• _Records_:

━━━━━━━━━━

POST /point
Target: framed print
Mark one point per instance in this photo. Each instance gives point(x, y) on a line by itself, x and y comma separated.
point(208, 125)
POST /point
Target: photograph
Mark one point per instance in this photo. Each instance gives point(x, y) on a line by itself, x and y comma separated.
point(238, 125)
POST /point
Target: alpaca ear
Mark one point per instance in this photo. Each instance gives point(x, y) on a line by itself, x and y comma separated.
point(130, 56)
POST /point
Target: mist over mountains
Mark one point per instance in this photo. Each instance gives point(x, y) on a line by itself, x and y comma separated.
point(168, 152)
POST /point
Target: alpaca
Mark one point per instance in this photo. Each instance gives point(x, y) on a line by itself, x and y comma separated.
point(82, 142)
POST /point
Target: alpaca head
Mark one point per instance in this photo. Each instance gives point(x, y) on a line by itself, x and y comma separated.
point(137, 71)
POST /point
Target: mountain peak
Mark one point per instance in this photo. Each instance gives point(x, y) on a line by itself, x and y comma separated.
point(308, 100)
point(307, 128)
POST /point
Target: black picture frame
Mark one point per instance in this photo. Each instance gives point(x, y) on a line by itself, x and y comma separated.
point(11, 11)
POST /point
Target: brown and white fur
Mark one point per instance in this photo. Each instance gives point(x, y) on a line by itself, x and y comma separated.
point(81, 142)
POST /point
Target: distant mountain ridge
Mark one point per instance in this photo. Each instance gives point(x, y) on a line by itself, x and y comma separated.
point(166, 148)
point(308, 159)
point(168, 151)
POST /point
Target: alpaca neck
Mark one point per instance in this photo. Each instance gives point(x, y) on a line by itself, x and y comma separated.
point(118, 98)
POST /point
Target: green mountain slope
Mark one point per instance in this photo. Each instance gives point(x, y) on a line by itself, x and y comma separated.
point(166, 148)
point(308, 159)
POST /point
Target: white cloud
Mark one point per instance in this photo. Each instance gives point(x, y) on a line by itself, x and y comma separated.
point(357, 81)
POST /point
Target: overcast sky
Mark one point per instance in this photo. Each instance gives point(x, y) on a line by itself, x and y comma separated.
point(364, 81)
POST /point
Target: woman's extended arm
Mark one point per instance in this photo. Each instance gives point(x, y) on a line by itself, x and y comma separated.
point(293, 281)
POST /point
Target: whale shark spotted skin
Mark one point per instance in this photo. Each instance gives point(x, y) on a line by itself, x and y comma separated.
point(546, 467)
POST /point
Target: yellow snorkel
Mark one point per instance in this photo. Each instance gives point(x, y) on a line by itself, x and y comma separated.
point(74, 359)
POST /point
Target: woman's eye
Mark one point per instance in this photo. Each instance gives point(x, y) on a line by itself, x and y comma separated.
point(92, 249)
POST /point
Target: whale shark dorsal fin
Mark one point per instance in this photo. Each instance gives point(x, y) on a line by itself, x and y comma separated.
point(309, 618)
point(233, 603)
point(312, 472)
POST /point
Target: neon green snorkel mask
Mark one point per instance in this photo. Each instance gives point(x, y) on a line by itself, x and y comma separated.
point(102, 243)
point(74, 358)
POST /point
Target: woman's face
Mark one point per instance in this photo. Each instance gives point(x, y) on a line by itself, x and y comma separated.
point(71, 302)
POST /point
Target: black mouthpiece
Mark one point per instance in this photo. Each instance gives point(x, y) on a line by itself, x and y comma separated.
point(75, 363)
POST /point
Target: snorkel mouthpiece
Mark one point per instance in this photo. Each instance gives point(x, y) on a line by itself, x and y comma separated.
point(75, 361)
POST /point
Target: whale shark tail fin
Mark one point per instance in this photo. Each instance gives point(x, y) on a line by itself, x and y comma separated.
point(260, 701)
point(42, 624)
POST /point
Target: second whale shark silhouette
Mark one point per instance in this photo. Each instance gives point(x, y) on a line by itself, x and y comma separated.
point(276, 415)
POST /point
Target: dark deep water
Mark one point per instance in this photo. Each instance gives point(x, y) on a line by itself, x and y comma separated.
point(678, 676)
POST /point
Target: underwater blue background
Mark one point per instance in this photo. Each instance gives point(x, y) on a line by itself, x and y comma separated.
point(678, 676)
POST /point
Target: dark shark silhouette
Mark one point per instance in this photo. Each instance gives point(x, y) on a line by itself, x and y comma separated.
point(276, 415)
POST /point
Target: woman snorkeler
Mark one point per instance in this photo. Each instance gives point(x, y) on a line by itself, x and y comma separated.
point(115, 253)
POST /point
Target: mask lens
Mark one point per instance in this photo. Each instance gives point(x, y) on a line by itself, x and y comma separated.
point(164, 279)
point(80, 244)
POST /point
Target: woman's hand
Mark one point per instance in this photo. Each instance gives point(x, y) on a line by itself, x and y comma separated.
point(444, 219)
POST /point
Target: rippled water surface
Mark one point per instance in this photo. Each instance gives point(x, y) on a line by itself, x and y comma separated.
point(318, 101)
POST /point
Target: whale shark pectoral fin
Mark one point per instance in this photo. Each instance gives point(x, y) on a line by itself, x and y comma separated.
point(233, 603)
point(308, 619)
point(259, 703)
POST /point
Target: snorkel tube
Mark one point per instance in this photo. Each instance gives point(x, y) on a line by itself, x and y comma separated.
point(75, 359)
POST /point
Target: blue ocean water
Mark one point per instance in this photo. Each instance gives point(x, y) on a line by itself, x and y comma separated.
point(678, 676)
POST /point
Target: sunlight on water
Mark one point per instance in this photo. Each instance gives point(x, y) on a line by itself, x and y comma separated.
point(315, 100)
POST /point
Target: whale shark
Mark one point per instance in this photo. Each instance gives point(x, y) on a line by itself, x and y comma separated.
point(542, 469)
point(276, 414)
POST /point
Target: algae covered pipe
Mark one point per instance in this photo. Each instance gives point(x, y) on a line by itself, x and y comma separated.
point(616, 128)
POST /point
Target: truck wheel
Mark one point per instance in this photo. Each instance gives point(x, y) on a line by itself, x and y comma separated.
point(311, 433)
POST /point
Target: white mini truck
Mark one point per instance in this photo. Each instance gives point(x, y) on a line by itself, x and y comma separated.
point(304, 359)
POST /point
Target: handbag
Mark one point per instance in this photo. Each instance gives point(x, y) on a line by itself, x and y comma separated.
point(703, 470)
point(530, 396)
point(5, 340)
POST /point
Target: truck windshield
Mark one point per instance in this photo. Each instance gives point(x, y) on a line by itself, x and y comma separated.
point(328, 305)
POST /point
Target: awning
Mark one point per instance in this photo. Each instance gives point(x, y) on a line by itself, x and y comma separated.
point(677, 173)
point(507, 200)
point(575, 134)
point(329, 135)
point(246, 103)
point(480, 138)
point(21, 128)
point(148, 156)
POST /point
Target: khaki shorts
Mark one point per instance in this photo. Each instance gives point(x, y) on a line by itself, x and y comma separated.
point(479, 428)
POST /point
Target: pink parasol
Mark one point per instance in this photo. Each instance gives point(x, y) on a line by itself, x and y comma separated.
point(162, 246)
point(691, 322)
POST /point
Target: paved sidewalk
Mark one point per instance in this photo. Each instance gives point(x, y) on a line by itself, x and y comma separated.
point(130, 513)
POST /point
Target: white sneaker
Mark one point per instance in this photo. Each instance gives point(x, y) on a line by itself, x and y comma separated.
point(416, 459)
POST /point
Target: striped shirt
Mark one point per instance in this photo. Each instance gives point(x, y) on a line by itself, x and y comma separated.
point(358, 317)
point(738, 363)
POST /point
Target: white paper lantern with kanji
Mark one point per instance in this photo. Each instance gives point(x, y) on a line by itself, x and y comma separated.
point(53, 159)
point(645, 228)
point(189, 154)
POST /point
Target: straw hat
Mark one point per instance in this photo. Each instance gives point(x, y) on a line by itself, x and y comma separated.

━━━━━━━━━━

• _Set exercise_:
Reproduce the lines above from the very first one down through the one containing "point(137, 71)", requests included, and shift every point coordinate in the answers by adding 85 to each number. Give only those lines.

• _Response to the task_:
POST /point
Target: framed print
Mark one point per instance in this photo. Each instance gives point(x, y) on a line by itself, x and y comma separated.
point(293, 210)
POST /point
Target: photograph
Mark one point per instance in this photo. Each instance gives point(x, y) on a line by itself, x and y comma separated.
point(323, 210)
POST /point
Target: alpaca ear
Mark one point per instance in this photo. Each instance gives point(x, y) on a line by itself, x and y comma separated.
point(215, 141)
POST /point
Target: mist over mountains
Mark one point per instance in this photo. Each instance gives point(x, y) on a line by itself, x and y comma separated.
point(253, 237)
POST /point
Target: alpaca
Mark one point per instance in this photo. Each instance gives point(x, y) on a line by itself, x and y comma separated.
point(167, 227)
POST /point
Target: alpaca head
Mark one point per instance in this photo. Each instance gives point(x, y) on a line by itself, x and y comma separated.
point(222, 156)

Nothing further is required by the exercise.